------ INPUT MATERIAL ------

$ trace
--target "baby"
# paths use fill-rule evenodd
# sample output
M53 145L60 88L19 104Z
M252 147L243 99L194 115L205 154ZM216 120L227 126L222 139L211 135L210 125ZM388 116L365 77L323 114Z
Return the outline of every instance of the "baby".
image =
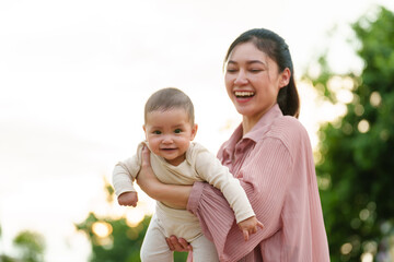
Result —
M137 205L132 181L141 168L142 148L148 146L152 169L160 181L172 184L207 181L221 190L228 200L245 240L248 231L256 231L257 226L263 228L240 181L213 154L192 142L197 124L194 122L193 103L185 93L170 87L151 95L144 107L143 131L146 141L139 144L137 154L114 168L113 184L120 205ZM142 262L173 261L173 252L165 241L171 235L192 245L194 262L219 261L215 245L202 235L195 215L157 201L140 251Z

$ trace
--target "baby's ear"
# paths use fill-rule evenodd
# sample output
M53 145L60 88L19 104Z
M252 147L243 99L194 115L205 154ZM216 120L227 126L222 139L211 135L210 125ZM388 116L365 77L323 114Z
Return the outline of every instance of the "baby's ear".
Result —
M190 138L190 141L196 138L197 130L198 130L198 124L197 124L197 123L193 124L193 127L192 127L192 138Z

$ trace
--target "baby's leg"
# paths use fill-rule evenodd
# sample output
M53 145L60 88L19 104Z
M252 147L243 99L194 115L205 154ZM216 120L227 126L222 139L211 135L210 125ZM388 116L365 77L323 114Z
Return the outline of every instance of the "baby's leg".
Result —
M193 262L219 262L213 242L204 235L193 240Z
M174 261L174 254L165 241L165 236L159 228L155 215L153 215L143 238L140 257L142 262Z

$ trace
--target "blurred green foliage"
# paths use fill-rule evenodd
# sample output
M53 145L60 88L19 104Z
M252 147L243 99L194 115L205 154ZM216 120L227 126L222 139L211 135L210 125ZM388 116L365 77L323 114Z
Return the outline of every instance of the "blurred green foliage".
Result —
M327 102L341 103L344 90L352 97L344 117L320 129L316 172L331 259L394 261L394 14L379 8L352 29L361 73L335 74L322 56L321 73L305 76Z
M114 189L105 182L107 205L117 205L114 201ZM134 209L134 207L124 207ZM131 211L132 212L132 211ZM88 217L76 227L83 231L92 247L91 262L138 262L140 248L151 217L144 218L138 225L130 225L126 217L114 218L111 215L99 217L91 212ZM95 225L104 226L107 234L101 236ZM186 261L187 253L174 253L174 261Z
M0 230L0 240L1 239ZM45 251L45 238L42 234L23 230L13 239L14 247L19 250L16 257L10 257L0 251L0 262L43 262Z

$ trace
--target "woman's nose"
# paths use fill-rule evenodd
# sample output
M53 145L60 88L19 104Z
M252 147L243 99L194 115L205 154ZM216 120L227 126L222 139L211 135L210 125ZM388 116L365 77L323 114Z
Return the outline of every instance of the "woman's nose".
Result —
M169 143L172 143L172 142L173 142L173 139L172 139L171 135L164 135L162 143L169 144Z

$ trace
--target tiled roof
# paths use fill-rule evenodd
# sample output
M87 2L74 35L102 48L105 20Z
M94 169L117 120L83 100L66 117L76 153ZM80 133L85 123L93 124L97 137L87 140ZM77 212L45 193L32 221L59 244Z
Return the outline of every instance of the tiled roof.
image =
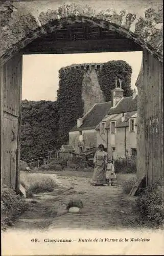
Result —
M115 108L111 108L108 115L129 112L137 110L137 95L133 99L133 96L123 98Z
M96 104L84 116L82 125L79 128L76 125L71 132L95 129L109 112L111 106L111 101Z
M60 147L60 151L62 147L64 148L64 151L75 151L75 149L72 145L62 145Z
M121 121L121 119L120 122L117 124L116 128L120 128L122 127L128 127L129 126L129 119L132 117L134 115L137 113L137 111L131 111L128 112L125 116L125 120L123 122Z

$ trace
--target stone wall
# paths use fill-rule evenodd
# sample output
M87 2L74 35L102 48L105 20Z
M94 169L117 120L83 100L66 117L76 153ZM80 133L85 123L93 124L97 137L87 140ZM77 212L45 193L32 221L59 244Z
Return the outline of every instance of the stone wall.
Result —
M145 148L145 123L144 110L145 95L144 89L143 81L143 66L141 66L139 74L136 82L136 86L138 91L137 100L137 175L138 177L142 177L145 174L146 163L145 151L140 148ZM138 125L139 124L139 125Z
M86 71L84 74L81 95L84 102L84 115L95 103L105 101L99 83L98 72L93 67L91 70Z
M82 131L83 140L79 141L79 132L69 132L69 144L75 148L77 153L80 153L80 147L82 147L83 152L87 148L96 147L96 131L95 130Z

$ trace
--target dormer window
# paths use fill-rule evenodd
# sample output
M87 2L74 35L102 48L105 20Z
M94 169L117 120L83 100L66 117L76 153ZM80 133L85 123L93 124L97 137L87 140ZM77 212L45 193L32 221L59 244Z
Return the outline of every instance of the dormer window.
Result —
M111 122L111 133L115 133L115 122Z
M101 123L101 134L105 134L105 123Z
M129 120L129 131L134 132L134 119Z
M82 142L83 141L83 139L82 131L80 131L79 134L80 134L79 136L79 141Z

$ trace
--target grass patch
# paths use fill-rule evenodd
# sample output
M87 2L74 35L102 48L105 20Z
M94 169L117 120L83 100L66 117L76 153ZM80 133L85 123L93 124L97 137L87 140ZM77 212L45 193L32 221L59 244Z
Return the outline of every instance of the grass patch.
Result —
M114 161L114 167L115 173L136 173L136 157L131 157L127 159L117 159Z
M130 193L136 180L137 178L134 176L130 178L123 183L122 187L125 194L128 194Z
M26 189L27 197L31 198L33 194L52 192L58 183L49 176L35 174L21 174L20 183Z
M1 229L5 230L8 226L13 226L13 222L28 207L25 199L7 186L4 186L1 195Z
M136 199L140 220L154 226L164 224L163 186L158 183L140 190Z

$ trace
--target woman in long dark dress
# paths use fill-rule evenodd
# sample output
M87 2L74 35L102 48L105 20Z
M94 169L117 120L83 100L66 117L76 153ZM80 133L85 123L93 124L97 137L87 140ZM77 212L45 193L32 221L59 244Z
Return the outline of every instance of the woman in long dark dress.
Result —
M107 164L107 154L104 151L103 145L100 144L95 153L93 164L95 165L91 185L102 185L105 184L105 169Z

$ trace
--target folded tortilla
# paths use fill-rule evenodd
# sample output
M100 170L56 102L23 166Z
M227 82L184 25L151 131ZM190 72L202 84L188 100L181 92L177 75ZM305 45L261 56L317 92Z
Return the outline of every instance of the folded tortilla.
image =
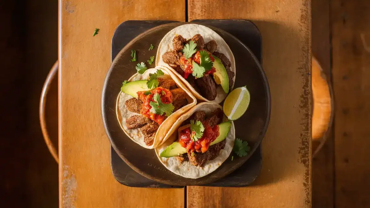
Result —
M132 96L120 91L117 98L116 106L117 118L120 125L121 125L124 131L132 141L148 149L155 148L164 142L171 135L171 133L169 131L172 126L172 124L175 123L181 115L196 104L196 100L186 87L171 70L165 67L157 67L154 68L149 69L145 71L142 74L137 73L131 77L128 81L132 81L145 80L149 77L149 73L154 73L158 69L160 69L164 74L164 75L160 77L164 79L173 80L176 83L178 88L181 88L185 91L187 94L186 98L188 100L188 104L174 112L159 125L154 137L153 144L151 146L148 146L145 144L144 142L144 135L140 128L128 129L126 125L126 120L132 115L141 115L131 112L126 107L125 102L126 100L132 98Z
M170 130L170 132L172 132L172 134L170 137L161 145L155 148L155 154L159 161L166 168L172 172L183 177L198 178L215 171L229 157L234 146L234 142L235 141L235 127L232 121L231 121L230 131L225 139L226 140L225 147L221 150L219 155L216 158L212 160L207 161L203 167L193 165L189 161L185 161L181 163L175 157L166 158L159 156L161 152L177 140L178 129L180 127L182 123L191 116L194 112L201 110L205 112L206 114L208 115L218 108L222 109L222 107L217 104L205 102L201 103L180 117L173 124ZM226 118L224 118L224 120L227 120Z
M227 95L222 90L222 88L221 85L217 86L216 88L217 96L216 98L214 100L209 100L197 92L185 78L169 65L164 63L162 58L162 55L164 53L174 50L172 44L172 40L175 35L181 35L183 37L187 40L191 38L196 34L200 34L203 37L205 43L208 43L212 40L214 40L216 41L217 43L217 50L216 50L216 51L223 53L229 58L230 62L231 62L231 67L230 68L230 70L232 71L235 73L235 58L234 58L234 55L233 54L231 50L230 50L230 47L229 47L229 46L226 44L226 42L225 42L223 39L219 35L211 28L203 25L195 24L184 24L175 27L165 35L158 46L157 57L155 58L155 66L165 66L171 70L186 85L188 88L197 99L218 104L223 100ZM233 78L234 83L236 77L236 74L235 73L235 76L234 76ZM233 85L232 86L231 89L232 89L233 87Z

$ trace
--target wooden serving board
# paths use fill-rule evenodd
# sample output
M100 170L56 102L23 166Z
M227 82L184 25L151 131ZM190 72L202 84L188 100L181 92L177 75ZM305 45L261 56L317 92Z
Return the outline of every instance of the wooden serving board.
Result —
M236 37L249 47L262 62L262 40L257 27L251 22L242 20L194 20L192 22L223 30ZM112 40L111 60L130 41L139 34L155 27L175 22L165 21L128 21L116 28ZM155 50L156 48L155 48ZM131 169L111 148L111 163L115 178L130 187L180 188L162 184L147 178ZM262 165L260 145L253 155L239 169L226 177L202 185L215 187L242 187L252 182L259 175Z

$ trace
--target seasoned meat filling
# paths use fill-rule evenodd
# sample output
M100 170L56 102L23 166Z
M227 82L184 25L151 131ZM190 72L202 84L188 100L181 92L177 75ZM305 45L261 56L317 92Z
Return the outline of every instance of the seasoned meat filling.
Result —
M172 40L172 45L174 46L174 50L177 51L181 51L184 47L184 44L186 42L186 39L182 37L182 36L178 35L175 36Z
M126 100L125 104L130 112L136 113L140 113L140 110L142 107L142 101L140 99L134 97Z
M195 83L201 93L202 95L206 99L213 100L217 96L216 90L216 83L212 76L209 74L195 80Z
M127 129L137 128L144 126L150 121L150 120L140 115L131 116L126 120L126 125Z
M214 40L211 40L204 46L204 49L209 51L211 53L216 51L217 49L217 43Z

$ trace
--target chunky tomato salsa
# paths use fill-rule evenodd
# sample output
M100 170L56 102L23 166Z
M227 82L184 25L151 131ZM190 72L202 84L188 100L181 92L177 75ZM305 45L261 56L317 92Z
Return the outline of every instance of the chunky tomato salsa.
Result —
M204 126L204 131L203 136L198 141L195 141L191 139L190 127L183 130L179 133L179 143L182 147L186 148L188 152L204 152L208 150L211 142L215 141L220 134L218 125L215 125L212 128L206 121L202 121L202 123Z
M147 95L145 94L145 92L146 91L140 91L137 93L139 98L141 100L143 103L142 108L140 110L140 113L144 116L151 119L158 124L161 125L166 119L165 115L165 114L162 115L158 115L150 112L150 109L152 108L152 106L150 105L150 102L155 102L153 97L155 94L158 93L161 96L161 100L162 103L165 104L171 103L173 101L172 93L169 90L161 87L151 90L151 93L148 94Z
M202 50L207 51L205 50ZM189 75L193 73L193 61L198 64L201 64L201 54L199 51L197 51L196 53L188 59L185 58L184 54L180 58L179 62L184 67L184 71L185 72L184 78L185 79L187 78ZM207 52L208 52L209 55L209 58L212 60L212 62L214 62L215 59L211 56L211 53L208 51ZM213 73L215 72L216 72L216 68L212 67L211 70L206 71L205 74L213 74Z

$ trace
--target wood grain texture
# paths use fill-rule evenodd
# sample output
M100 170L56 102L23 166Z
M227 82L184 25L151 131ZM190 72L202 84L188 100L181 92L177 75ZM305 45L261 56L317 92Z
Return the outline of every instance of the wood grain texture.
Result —
M335 207L370 206L370 1L332 0Z
M126 187L115 180L101 115L115 28L128 20L184 21L185 1L60 0L60 207L182 207L184 189ZM100 29L95 37L95 28Z
M188 1L189 21L240 19L256 24L272 101L255 185L189 187L189 207L311 207L310 6L303 0Z
M331 78L330 0L312 0L312 56L320 63L328 81ZM332 131L332 128L330 131ZM321 150L312 159L312 207L333 207L334 139L329 133ZM312 150L315 141L313 141Z

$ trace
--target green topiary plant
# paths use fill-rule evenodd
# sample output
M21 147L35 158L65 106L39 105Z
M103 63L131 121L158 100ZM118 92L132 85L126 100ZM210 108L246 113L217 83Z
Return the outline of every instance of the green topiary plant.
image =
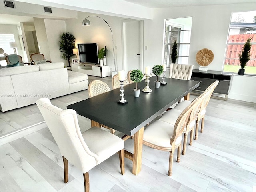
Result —
M164 67L162 65L156 65L152 68L152 72L157 76L157 81L158 81L158 76L160 75L164 72Z
M171 54L171 59L172 63L175 63L176 60L177 60L177 58L178 58L177 48L177 40L174 40L172 48L172 53Z
M130 78L131 80L136 83L136 90L138 90L138 83L141 82L143 78L142 71L139 69L134 69L130 73Z
M60 41L60 50L63 53L62 58L68 60L68 66L70 66L70 57L73 55L73 49L75 48L75 40L76 38L71 33L68 32L63 33L60 36L61 41Z
M249 38L244 43L243 50L241 54L238 54L239 57L239 61L240 62L240 65L241 68L244 69L244 68L246 65L246 63L250 60L250 57L251 56L250 51L252 44L250 43L252 38Z

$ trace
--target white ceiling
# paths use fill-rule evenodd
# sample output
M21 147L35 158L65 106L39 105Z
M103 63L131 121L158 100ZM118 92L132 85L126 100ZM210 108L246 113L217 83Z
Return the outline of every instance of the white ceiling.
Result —
M150 8L201 6L255 2L255 0L124 0Z

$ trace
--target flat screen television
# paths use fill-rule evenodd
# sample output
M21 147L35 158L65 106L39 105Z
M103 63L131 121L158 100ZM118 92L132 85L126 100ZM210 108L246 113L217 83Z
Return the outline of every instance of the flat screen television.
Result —
M97 43L78 44L80 62L90 64L99 63L98 55L99 49Z

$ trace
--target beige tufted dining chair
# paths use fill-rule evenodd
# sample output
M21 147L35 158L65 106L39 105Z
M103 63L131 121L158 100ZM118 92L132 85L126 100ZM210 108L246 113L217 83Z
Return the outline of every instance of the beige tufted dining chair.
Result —
M171 176L172 173L173 155L176 148L178 148L177 162L179 162L180 160L182 133L187 125L191 123L190 116L198 101L198 98L196 98L182 112L174 125L156 120L150 124L144 131L143 144L154 149L170 152L169 176Z
M110 89L107 84L102 81L100 80L94 80L92 81L89 84L88 88L89 91L89 96L92 97L96 95L106 93L110 90ZM110 128L107 126L100 124L100 125L102 127L103 127L110 130L111 133L114 134L115 133L116 130Z
M122 139L96 127L81 133L76 112L58 108L48 98L38 100L36 104L62 156L64 183L68 181L69 161L83 173L84 191L89 192L89 171L117 152L121 173L124 174L124 142Z
M195 134L195 140L197 140L198 137L198 128L199 126L199 121L202 119L201 122L201 133L203 132L204 130L204 116L206 112L206 108L208 105L208 104L210 102L210 100L212 96L212 94L215 88L219 84L219 81L215 81L213 83L209 86L204 91L204 92L201 94L198 98L203 97L203 100L202 101L202 104L201 106L200 110L199 110L197 116L196 117L196 132ZM191 102L189 101L184 101L179 103L174 108L172 109L179 110L183 111L191 103Z
M129 85L130 83L127 78L124 79L124 81L123 82L124 83L124 86ZM116 89L118 88L120 88L120 82L118 80L118 74L116 74L112 78L112 87L113 89Z
M170 66L169 78L190 80L193 67L193 65L171 63Z

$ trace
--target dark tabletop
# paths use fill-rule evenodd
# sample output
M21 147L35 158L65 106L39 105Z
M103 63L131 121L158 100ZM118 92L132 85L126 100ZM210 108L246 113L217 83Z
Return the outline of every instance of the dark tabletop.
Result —
M94 96L68 105L78 114L108 126L129 135L132 135L142 127L163 112L181 98L197 87L200 82L166 78L167 84L155 88L154 81L156 77L150 78L149 87L152 92L142 91L145 88L145 80L138 83L140 89L138 98L135 98L133 89L136 83L124 87L125 105L117 101L121 99L120 89ZM162 77L159 80L162 80Z

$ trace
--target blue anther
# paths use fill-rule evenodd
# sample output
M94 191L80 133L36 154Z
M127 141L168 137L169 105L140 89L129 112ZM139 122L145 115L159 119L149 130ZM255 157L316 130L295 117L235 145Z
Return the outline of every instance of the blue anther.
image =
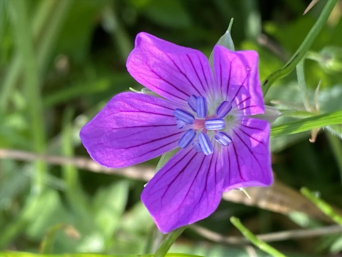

------

• AIM OF THE EXERCISE
Copy the entries from the beginning through the line containing "M190 138L190 141L196", inclusive, with "Result" renamed to "Output" and everything else unchanged. Leave the pictures out.

• REPLY TO THE EXERCISE
$ trace
--target "baby"
# paths use fill-rule evenodd
# sample output
M53 145L60 88L19 104Z
M252 147L243 99L194 115L205 154ZM216 120L227 126L222 139L211 135L210 125ZM388 116L365 77L323 114Z
Return the outline of every instance of the "baby".
image =
Output —
M137 205L132 181L141 168L142 148L148 146L152 169L160 181L172 184L207 181L221 190L228 200L245 240L248 231L256 231L257 226L263 228L240 181L213 154L192 142L197 124L194 122L193 103L185 93L170 87L151 95L144 107L143 131L146 141L139 144L137 154L114 168L113 184L120 205ZM142 262L173 261L173 252L165 241L171 235L192 245L194 262L219 261L215 245L202 235L195 215L157 201L140 251Z

$ trace
--target "baby's ear"
# paths use fill-rule evenodd
# sample output
M53 145L60 88L19 104Z
M252 147L243 99L194 115L205 154ZM216 120L227 126L222 139L211 135L210 125ZM388 116L365 77L323 114Z
Return the outline of every instance of the "baby's ear".
Output —
M190 138L190 141L196 138L197 130L198 130L198 124L197 124L197 123L193 124L193 127L192 127L192 138Z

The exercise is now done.